About this exercise :: Your task is to transcribe the material that follows, line by line and exactly.

Available data ::

____

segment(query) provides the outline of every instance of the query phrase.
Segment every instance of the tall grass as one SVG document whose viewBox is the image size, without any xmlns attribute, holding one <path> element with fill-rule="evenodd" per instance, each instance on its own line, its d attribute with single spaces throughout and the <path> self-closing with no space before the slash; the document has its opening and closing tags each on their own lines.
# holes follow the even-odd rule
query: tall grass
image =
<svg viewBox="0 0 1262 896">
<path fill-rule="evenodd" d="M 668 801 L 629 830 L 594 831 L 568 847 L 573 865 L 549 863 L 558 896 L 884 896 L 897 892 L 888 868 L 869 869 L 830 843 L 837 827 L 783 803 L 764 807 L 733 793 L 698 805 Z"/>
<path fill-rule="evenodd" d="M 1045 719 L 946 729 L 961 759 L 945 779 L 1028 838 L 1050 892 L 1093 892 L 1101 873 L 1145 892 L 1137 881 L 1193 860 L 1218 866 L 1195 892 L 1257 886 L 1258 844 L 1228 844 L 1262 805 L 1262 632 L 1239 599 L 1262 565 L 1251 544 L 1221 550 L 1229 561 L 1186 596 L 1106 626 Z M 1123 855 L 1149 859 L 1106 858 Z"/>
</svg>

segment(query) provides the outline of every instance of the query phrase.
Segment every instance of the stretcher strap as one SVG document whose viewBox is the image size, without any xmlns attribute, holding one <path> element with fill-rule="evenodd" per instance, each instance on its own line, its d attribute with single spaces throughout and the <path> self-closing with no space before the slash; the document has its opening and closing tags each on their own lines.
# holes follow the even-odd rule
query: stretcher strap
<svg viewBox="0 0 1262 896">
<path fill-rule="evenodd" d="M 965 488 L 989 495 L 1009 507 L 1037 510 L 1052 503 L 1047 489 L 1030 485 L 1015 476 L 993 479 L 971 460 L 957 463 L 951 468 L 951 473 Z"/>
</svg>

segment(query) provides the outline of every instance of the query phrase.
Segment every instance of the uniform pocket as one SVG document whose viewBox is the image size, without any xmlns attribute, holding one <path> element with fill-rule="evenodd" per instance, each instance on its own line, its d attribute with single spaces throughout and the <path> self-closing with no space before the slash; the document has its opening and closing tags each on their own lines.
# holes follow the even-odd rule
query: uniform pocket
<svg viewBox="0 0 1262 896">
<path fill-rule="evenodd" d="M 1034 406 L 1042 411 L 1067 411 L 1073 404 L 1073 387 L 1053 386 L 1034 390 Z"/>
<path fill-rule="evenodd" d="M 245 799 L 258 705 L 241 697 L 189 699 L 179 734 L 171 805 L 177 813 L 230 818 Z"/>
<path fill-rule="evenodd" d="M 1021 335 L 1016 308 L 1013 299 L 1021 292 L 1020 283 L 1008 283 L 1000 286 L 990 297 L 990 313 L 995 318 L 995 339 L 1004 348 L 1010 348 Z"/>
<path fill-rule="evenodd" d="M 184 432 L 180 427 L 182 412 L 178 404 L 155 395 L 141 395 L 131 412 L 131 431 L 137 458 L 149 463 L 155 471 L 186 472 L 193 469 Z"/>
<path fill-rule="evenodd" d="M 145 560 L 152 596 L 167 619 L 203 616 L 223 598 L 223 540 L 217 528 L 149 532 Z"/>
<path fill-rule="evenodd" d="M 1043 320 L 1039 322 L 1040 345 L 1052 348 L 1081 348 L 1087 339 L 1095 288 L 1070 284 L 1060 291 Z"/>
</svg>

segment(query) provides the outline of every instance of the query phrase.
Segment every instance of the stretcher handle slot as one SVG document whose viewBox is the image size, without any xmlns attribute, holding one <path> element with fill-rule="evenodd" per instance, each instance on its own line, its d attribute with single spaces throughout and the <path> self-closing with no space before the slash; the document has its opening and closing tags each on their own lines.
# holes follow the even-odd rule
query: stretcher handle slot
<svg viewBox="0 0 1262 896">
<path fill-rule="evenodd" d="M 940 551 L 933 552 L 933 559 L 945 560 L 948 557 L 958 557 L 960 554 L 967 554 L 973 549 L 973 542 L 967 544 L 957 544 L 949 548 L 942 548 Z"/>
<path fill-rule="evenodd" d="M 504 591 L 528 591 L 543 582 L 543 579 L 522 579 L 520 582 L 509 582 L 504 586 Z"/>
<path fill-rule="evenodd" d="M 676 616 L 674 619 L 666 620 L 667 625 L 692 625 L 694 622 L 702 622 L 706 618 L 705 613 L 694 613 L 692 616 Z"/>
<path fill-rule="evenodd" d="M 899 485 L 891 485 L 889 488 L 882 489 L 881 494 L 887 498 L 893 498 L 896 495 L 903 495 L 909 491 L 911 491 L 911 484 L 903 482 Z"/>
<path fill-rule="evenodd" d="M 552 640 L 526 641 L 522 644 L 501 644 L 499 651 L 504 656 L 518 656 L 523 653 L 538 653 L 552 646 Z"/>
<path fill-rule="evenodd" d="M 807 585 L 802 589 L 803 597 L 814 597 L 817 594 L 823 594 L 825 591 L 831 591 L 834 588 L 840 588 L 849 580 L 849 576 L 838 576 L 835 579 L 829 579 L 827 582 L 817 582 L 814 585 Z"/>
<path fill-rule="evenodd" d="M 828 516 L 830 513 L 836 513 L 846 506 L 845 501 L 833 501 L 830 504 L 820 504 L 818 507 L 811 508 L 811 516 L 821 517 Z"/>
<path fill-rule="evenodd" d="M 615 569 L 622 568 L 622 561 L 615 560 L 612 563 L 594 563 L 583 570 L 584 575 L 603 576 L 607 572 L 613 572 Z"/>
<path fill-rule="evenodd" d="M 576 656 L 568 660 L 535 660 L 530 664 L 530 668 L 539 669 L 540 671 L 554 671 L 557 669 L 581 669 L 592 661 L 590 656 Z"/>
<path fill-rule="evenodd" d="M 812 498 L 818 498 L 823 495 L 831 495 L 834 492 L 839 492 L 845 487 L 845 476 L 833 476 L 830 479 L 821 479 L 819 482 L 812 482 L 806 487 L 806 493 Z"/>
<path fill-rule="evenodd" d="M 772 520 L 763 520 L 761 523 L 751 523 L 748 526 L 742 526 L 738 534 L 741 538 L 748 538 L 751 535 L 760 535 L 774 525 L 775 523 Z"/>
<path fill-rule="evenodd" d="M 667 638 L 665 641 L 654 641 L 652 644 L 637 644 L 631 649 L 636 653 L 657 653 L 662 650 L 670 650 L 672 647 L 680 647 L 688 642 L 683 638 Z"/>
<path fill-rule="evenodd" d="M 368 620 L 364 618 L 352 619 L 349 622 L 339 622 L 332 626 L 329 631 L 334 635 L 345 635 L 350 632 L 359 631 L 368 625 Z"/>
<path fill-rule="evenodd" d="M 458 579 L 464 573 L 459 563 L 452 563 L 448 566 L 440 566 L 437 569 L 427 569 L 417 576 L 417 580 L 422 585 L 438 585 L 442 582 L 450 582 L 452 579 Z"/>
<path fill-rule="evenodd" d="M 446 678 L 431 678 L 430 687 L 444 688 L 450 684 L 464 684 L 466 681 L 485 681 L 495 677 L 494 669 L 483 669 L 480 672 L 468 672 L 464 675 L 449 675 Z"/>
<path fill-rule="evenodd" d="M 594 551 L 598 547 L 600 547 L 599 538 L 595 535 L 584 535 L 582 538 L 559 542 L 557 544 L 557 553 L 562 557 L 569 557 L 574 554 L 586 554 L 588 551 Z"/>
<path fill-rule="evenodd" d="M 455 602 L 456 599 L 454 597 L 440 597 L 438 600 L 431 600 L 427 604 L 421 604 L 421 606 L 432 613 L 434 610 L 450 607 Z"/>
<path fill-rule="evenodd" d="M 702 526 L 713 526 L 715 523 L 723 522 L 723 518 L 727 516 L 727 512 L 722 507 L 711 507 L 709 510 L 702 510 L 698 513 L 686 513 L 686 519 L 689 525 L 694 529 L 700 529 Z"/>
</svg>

____

Result of this task ::
segment(query) provides the outline of every instance of the query phrase.
Segment every instance of the tall grass as one SVG document whose viewBox is the image size, without any xmlns attribute, holding one <path> element with fill-rule="evenodd" per instance, each instance on its own line, its d attribute with single spaces throughout and the <path> self-closing with no space before the slash; the document has its opening and closing tags each on their own lines.
# holes follow the even-odd rule
query: tall grass
image =
<svg viewBox="0 0 1262 896">
<path fill-rule="evenodd" d="M 668 801 L 629 830 L 594 831 L 568 847 L 573 865 L 549 863 L 558 896 L 884 896 L 897 892 L 888 868 L 869 869 L 830 843 L 837 827 L 783 803 L 764 807 L 733 793 L 698 805 Z"/>
<path fill-rule="evenodd" d="M 1045 719 L 946 729 L 961 759 L 945 779 L 1028 838 L 1050 892 L 1093 892 L 1101 873 L 1145 892 L 1137 881 L 1193 860 L 1218 866 L 1195 892 L 1257 886 L 1258 844 L 1228 844 L 1262 805 L 1262 632 L 1239 599 L 1262 565 L 1251 544 L 1221 550 L 1229 561 L 1186 596 L 1106 626 Z M 1123 855 L 1149 859 L 1106 858 Z"/>
</svg>

segment(query) provides the outline of every instance of the query phrase.
Segment every instance of the stretcher strap as one SVG document whose viewBox is the image size, without any xmlns attribute, holding one <path> element with fill-rule="evenodd" per instance, each instance on its own line, its d attribute with single spaces throughout and the <path> self-closing with no space before the slash; the document has its opening and closing tags each on their own lines.
# holes follow the even-odd rule
query: stretcher strap
<svg viewBox="0 0 1262 896">
<path fill-rule="evenodd" d="M 965 488 L 989 495 L 1009 507 L 1037 510 L 1052 503 L 1047 489 L 1030 485 L 1015 476 L 993 479 L 971 460 L 957 463 L 951 468 L 951 473 Z"/>
</svg>

segment(query) provides the outline of every instance of the query phrase.
Segment every instance of the uniform pocket as one SVG document whose viewBox is the image size, without any xmlns attribute, holding one <path> element with fill-rule="evenodd" per instance, each instance on its own line, its d attribute with single spaces throughout and the <path> self-closing with no space before the slash; the document has its opening and closing tags each on their own lines.
# holes follow the even-odd rule
query: uniform pocket
<svg viewBox="0 0 1262 896">
<path fill-rule="evenodd" d="M 1034 406 L 1042 411 L 1067 411 L 1073 404 L 1073 387 L 1053 386 L 1034 390 Z"/>
<path fill-rule="evenodd" d="M 245 799 L 258 705 L 241 697 L 189 699 L 179 734 L 171 805 L 177 813 L 230 818 Z"/>
<path fill-rule="evenodd" d="M 1021 335 L 1016 308 L 1013 299 L 1021 292 L 1020 283 L 1008 283 L 1000 286 L 990 297 L 990 313 L 995 318 L 995 339 L 1004 348 L 1010 348 Z"/>
<path fill-rule="evenodd" d="M 184 432 L 180 427 L 182 412 L 178 404 L 155 395 L 141 395 L 131 412 L 131 431 L 137 458 L 149 463 L 155 471 L 186 472 L 193 469 Z"/>
<path fill-rule="evenodd" d="M 145 560 L 152 596 L 167 619 L 203 616 L 223 598 L 223 540 L 217 528 L 149 532 Z"/>
<path fill-rule="evenodd" d="M 1043 320 L 1039 322 L 1040 345 L 1052 348 L 1081 348 L 1087 339 L 1095 288 L 1070 284 L 1060 291 Z"/>
</svg>

segment(query) provides the outline of every instance of the query phrase.
Segment every instance of the stretcher handle slot as one SVG document whose viewBox is the image size, without any xmlns attribute, holding one <path> element with fill-rule="evenodd" per instance, each instance on its own line, its d attribute with single spaces throughout and the <path> self-closing with no space before the slash; the document has its opening and closing tags each on their own lines.
# holes follow the even-odd rule
query: stretcher handle slot
<svg viewBox="0 0 1262 896">
<path fill-rule="evenodd" d="M 940 551 L 933 552 L 933 559 L 945 560 L 948 557 L 958 557 L 960 554 L 967 554 L 973 549 L 973 542 L 967 544 L 957 544 L 949 548 L 942 548 Z"/>
<path fill-rule="evenodd" d="M 504 591 L 528 591 L 543 582 L 543 579 L 522 579 L 520 582 L 509 582 L 504 586 Z"/>
<path fill-rule="evenodd" d="M 676 616 L 674 619 L 666 620 L 667 625 L 692 625 L 694 622 L 702 622 L 706 618 L 705 613 L 694 613 L 692 616 Z"/>
<path fill-rule="evenodd" d="M 899 485 L 891 485 L 889 488 L 882 489 L 881 494 L 887 498 L 893 498 L 896 495 L 903 495 L 909 491 L 911 491 L 911 484 L 903 482 Z"/>
<path fill-rule="evenodd" d="M 552 640 L 526 641 L 522 644 L 501 644 L 499 651 L 504 656 L 518 656 L 523 653 L 538 653 L 552 646 Z"/>
<path fill-rule="evenodd" d="M 807 585 L 802 589 L 803 597 L 814 597 L 817 594 L 823 594 L 825 591 L 831 591 L 834 588 L 840 588 L 849 580 L 849 576 L 838 576 L 835 579 L 829 579 L 827 582 L 817 582 L 814 585 Z"/>
<path fill-rule="evenodd" d="M 828 516 L 830 513 L 836 513 L 846 506 L 845 501 L 833 501 L 830 504 L 820 504 L 818 507 L 811 508 L 811 516 L 821 517 Z"/>
<path fill-rule="evenodd" d="M 615 569 L 622 568 L 622 561 L 615 560 L 612 563 L 594 563 L 583 570 L 584 575 L 603 576 L 607 572 L 613 572 Z"/>
<path fill-rule="evenodd" d="M 576 656 L 568 660 L 535 660 L 530 664 L 530 668 L 539 669 L 540 671 L 554 671 L 557 669 L 581 669 L 592 661 L 590 656 Z"/>
<path fill-rule="evenodd" d="M 812 498 L 818 498 L 823 495 L 831 495 L 834 492 L 839 492 L 845 487 L 845 476 L 833 476 L 830 479 L 821 479 L 819 482 L 812 482 L 806 487 L 806 493 Z"/>
<path fill-rule="evenodd" d="M 772 520 L 763 520 L 761 523 L 751 523 L 748 526 L 742 526 L 738 534 L 741 538 L 748 538 L 751 535 L 760 535 L 774 525 L 775 523 Z"/>
<path fill-rule="evenodd" d="M 667 638 L 665 641 L 654 641 L 652 644 L 637 644 L 631 649 L 636 653 L 657 653 L 662 650 L 670 650 L 672 647 L 680 647 L 688 642 L 683 638 Z"/>
<path fill-rule="evenodd" d="M 368 620 L 364 618 L 352 619 L 349 622 L 339 622 L 332 626 L 329 631 L 334 635 L 345 635 L 350 632 L 359 631 L 368 625 Z"/>
<path fill-rule="evenodd" d="M 458 579 L 464 573 L 459 563 L 452 563 L 448 566 L 440 566 L 437 569 L 427 569 L 417 576 L 417 580 L 422 585 L 438 585 L 442 582 L 450 582 L 452 579 Z"/>
<path fill-rule="evenodd" d="M 446 678 L 431 678 L 430 687 L 444 688 L 450 684 L 464 684 L 466 681 L 485 681 L 495 677 L 494 669 L 483 669 L 480 672 L 468 672 L 464 675 L 449 675 Z"/>
<path fill-rule="evenodd" d="M 594 551 L 598 547 L 600 547 L 599 538 L 595 535 L 584 535 L 582 538 L 559 542 L 557 544 L 557 553 L 562 557 L 569 557 L 574 554 L 586 554 L 588 551 Z"/>
<path fill-rule="evenodd" d="M 455 602 L 456 599 L 454 597 L 440 597 L 438 600 L 431 600 L 427 604 L 421 604 L 421 606 L 432 613 L 434 610 L 450 607 Z"/>
<path fill-rule="evenodd" d="M 702 526 L 713 526 L 715 523 L 723 522 L 723 518 L 727 516 L 727 512 L 722 507 L 711 507 L 709 510 L 702 510 L 698 513 L 686 513 L 686 519 L 689 525 L 694 529 L 700 529 Z"/>
</svg>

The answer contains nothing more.